--- start PASSAGE GIVEN ---

This is a graduate-level course on optimal
control systems. It presents a rigorous introduction to the theory of calculus
of
variations, the minimum principle, and the HJB equation. The course deals mainly
with general nonlinear systems, but the linear theory will be examined in detail
towards the end.

**Schedule: **Mon Wed 12:30-13:50, Room 106B3,
Engineering
Hall.

**Prerequisites:** ECE 515 (Linear Systems) or equivalent is
required. Previous or concurrent enrollment in ECE 528 (Nonlinear Systems) is
desirable. Proficiency in mathematical analysis, at the level of Math 447 or a
course where analysis is used (such as ECE 490 or 528), is also essential.

**Instructor:** Daniel Liberzon

Office: 144 CSL

Email: liberzon at uiuc.edu

Office hours:

**Texts:** (on reserve in Grainger library)

--- end PASSAGE GIVEN ---

§ PROBLEM TO SOLVE
Extend the optimal control course description, picking up right after its final line.

--- start PROVIDED RECORDS ---

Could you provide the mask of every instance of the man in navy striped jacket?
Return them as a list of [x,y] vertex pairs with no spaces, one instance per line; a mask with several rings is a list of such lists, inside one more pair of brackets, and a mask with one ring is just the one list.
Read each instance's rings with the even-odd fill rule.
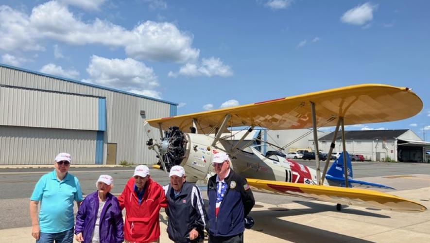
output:
[[245,218],[255,203],[246,179],[230,168],[230,163],[224,152],[212,160],[216,174],[207,183],[209,243],[243,243]]

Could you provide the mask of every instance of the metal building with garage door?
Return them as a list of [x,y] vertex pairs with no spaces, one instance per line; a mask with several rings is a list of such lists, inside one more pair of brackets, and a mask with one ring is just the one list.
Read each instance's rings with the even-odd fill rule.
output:
[[0,165],[52,164],[62,152],[73,164],[152,164],[144,122],[177,106],[0,64]]

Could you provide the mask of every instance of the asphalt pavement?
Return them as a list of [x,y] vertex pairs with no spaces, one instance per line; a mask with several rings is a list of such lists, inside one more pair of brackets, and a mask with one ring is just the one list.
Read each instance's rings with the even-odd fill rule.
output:
[[[314,161],[297,161],[310,167],[315,166]],[[380,191],[430,208],[430,164],[356,162],[353,163],[353,168],[355,178],[392,186],[397,191]],[[34,242],[29,231],[29,197],[40,177],[53,169],[0,169],[0,237],[6,237],[2,239]],[[96,190],[95,183],[100,174],[110,174],[114,179],[112,192],[119,194],[133,175],[134,169],[76,168],[72,165],[70,172],[79,179],[85,194]],[[169,183],[162,171],[151,169],[151,174],[162,185]],[[203,194],[206,198],[206,193]],[[412,214],[345,207],[338,212],[333,204],[292,196],[254,194],[256,205],[251,215],[257,223],[253,230],[245,232],[245,242],[426,242],[430,239],[430,234],[425,233],[430,227],[428,210]],[[165,221],[165,214],[162,213],[160,217]],[[162,225],[162,232],[165,234],[162,229],[165,226]],[[17,234],[22,236],[18,239]],[[168,241],[165,235],[162,237]]]

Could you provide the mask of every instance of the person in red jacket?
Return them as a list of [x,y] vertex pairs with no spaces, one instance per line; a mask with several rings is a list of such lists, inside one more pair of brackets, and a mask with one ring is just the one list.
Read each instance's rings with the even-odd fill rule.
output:
[[158,215],[161,208],[167,207],[167,201],[163,188],[150,176],[147,167],[137,166],[118,197],[121,209],[125,208],[126,242],[159,242]]

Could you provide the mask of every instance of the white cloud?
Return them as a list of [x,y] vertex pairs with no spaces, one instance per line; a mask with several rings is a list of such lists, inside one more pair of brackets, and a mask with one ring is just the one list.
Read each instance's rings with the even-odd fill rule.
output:
[[60,66],[49,63],[40,69],[40,72],[65,78],[76,79],[79,76],[79,72],[73,69],[64,70]]
[[373,11],[377,8],[378,5],[366,2],[345,12],[341,17],[341,21],[347,24],[362,25],[373,19]]
[[221,104],[220,108],[225,108],[227,107],[237,106],[239,105],[239,102],[236,100],[229,100]]
[[24,13],[0,5],[0,49],[42,51],[44,48],[36,42],[37,35]]
[[268,0],[264,5],[272,9],[277,10],[286,9],[292,2],[292,0]]
[[54,45],[54,56],[55,59],[64,58],[64,55],[61,52],[61,49],[58,47],[57,44]]
[[299,49],[299,48],[301,48],[302,47],[303,47],[304,46],[305,46],[305,45],[306,45],[306,43],[307,42],[308,42],[308,41],[306,40],[303,40],[300,41],[300,42],[299,42],[298,45],[297,45],[296,48]]
[[213,104],[206,104],[203,105],[203,109],[205,110],[209,110],[213,109]]
[[132,58],[107,59],[93,55],[86,69],[90,82],[108,87],[160,98],[154,90],[159,84],[152,68]]
[[361,131],[370,131],[373,130],[387,130],[384,127],[379,127],[378,128],[372,128],[372,127],[369,127],[367,126],[364,126],[363,127],[361,128]]
[[152,9],[167,8],[167,3],[163,0],[143,0],[144,2],[149,3],[149,7]]
[[141,90],[131,89],[127,91],[130,93],[139,94],[144,96],[148,96],[155,99],[161,99],[161,93],[155,90],[151,90],[150,89],[142,89]]
[[179,72],[175,73],[171,71],[168,75],[174,78],[179,75],[189,77],[201,76],[225,77],[233,75],[233,71],[229,66],[224,65],[219,58],[212,57],[209,59],[203,58],[200,64],[187,63],[181,67]]
[[0,49],[40,51],[38,41],[52,39],[70,45],[100,44],[122,47],[135,59],[178,63],[198,60],[193,36],[171,23],[147,21],[131,30],[107,20],[84,22],[67,5],[50,1],[33,9],[31,15],[0,6]]
[[17,57],[9,54],[4,54],[1,56],[1,62],[12,66],[19,66],[21,64],[31,61],[23,57]]
[[66,4],[76,6],[86,10],[98,10],[106,0],[60,0]]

--- end PROVIDED RECORDS ---

§ FINAL RESULT
- Calculus of variations: Gel'fand and Fomin,
*Calculus of
Variations*. $8 on Amazon.com!
- Minimum principle: Athans and Falb,
*Optimal Control*.
Also has useful background material.
- LQR theory: Anderson and Moore,
* Optimal Control: Linear Quadratic
Methods*.

Other references will be announced in class later. Many other reserve materials
for ECE 453/553 are available in Grainger.
**Assignments and grading policy:** Will be explained in class.

**Brief course outline:**

1. Introduction

The goals of the course; path optimization vs. point optimization; basic facts
from finite-dimensional optimization.

2. Calculus of variations

Examples of variational problems; Euler-Lagrange equation; Hamiltonial formalism
and Legendre transformation; mechanical interpretation; constraints; second
variation and Legendre's necessary condition; weak and strong extrema; conjugate
points and sufficient
conditions.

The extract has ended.